● Problem details: Transcribe all of the listing exactly.

Exercise materials START

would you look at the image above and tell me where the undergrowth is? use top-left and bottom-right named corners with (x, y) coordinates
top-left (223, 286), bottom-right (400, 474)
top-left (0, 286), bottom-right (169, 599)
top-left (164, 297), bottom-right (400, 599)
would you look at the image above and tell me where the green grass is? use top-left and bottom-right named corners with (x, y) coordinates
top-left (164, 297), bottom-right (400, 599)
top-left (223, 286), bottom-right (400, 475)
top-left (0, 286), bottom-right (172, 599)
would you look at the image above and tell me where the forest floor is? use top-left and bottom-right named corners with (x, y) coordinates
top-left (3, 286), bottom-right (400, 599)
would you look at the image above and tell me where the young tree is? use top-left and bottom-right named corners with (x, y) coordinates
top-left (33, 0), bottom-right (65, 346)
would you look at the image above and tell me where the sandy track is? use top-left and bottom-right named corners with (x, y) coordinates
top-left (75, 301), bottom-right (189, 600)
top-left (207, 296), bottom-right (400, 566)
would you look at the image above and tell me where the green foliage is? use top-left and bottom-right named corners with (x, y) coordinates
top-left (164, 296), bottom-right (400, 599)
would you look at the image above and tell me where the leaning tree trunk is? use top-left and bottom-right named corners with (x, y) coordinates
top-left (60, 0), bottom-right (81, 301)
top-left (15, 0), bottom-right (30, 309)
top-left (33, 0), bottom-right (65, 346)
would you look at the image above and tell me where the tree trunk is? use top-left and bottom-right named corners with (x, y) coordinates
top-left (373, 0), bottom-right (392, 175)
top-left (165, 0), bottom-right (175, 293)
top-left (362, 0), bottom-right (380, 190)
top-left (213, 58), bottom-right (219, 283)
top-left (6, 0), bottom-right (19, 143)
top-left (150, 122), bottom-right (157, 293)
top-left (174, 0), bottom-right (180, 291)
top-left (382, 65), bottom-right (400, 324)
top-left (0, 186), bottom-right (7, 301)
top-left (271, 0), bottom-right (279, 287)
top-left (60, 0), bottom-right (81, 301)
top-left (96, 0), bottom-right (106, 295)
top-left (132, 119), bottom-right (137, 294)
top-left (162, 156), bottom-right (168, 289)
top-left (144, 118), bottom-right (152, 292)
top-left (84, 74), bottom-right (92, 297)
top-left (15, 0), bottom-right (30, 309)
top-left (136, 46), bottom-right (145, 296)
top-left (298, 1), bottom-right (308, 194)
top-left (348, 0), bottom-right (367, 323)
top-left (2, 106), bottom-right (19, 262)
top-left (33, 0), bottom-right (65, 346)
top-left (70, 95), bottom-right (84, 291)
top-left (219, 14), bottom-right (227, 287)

Exercise materials END

● Output of the task:
would you look at the image above and tell me where the undergrowth is? use top-left and bottom-right named corners with (x, y) coordinates
top-left (223, 286), bottom-right (400, 474)
top-left (0, 286), bottom-right (169, 599)
top-left (164, 297), bottom-right (400, 599)
would you look at the image above and tell me where the green grass is? use top-left and bottom-right named corners with (x, y) coordinates
top-left (164, 297), bottom-right (400, 599)
top-left (223, 286), bottom-right (400, 475)
top-left (0, 286), bottom-right (172, 599)
would you look at the image above and tell me where the forest floor is? use top-left and bottom-right named corners with (x, y) coordinates
top-left (3, 286), bottom-right (400, 599)
would you look at the image above and tell me where the young tree is? use top-left and bottom-right named corners with (x, y) coordinates
top-left (33, 0), bottom-right (65, 346)
would you look at the image above and tell me where the sandy track is? use top-left and bottom-right named corners with (x, y) coordinates
top-left (75, 301), bottom-right (189, 600)
top-left (207, 296), bottom-right (400, 566)
would you look at the image above and tell me where the green foliage is? use top-left and bottom-right named corners with (x, y) coordinates
top-left (164, 296), bottom-right (400, 599)
would you look at the image above and tell me where the leaning tree trunk is? use top-left and bottom-right named corners with (x, y) coordinates
top-left (60, 0), bottom-right (81, 301)
top-left (15, 0), bottom-right (30, 309)
top-left (33, 0), bottom-right (65, 346)
would you look at the image above and tell me where the tree trunk is? use top-left and bottom-right named corners with (x, y) coordinates
top-left (373, 0), bottom-right (392, 175)
top-left (165, 0), bottom-right (175, 293)
top-left (362, 0), bottom-right (380, 190)
top-left (213, 58), bottom-right (219, 283)
top-left (6, 0), bottom-right (19, 143)
top-left (150, 122), bottom-right (157, 293)
top-left (174, 0), bottom-right (180, 291)
top-left (382, 65), bottom-right (400, 324)
top-left (0, 186), bottom-right (7, 301)
top-left (271, 0), bottom-right (279, 287)
top-left (60, 0), bottom-right (81, 301)
top-left (96, 0), bottom-right (106, 295)
top-left (132, 119), bottom-right (137, 294)
top-left (162, 156), bottom-right (168, 289)
top-left (144, 118), bottom-right (152, 292)
top-left (84, 74), bottom-right (92, 297)
top-left (15, 0), bottom-right (30, 309)
top-left (136, 46), bottom-right (145, 296)
top-left (298, 1), bottom-right (308, 194)
top-left (348, 0), bottom-right (367, 323)
top-left (2, 106), bottom-right (19, 262)
top-left (33, 0), bottom-right (65, 346)
top-left (70, 95), bottom-right (84, 291)
top-left (219, 14), bottom-right (227, 287)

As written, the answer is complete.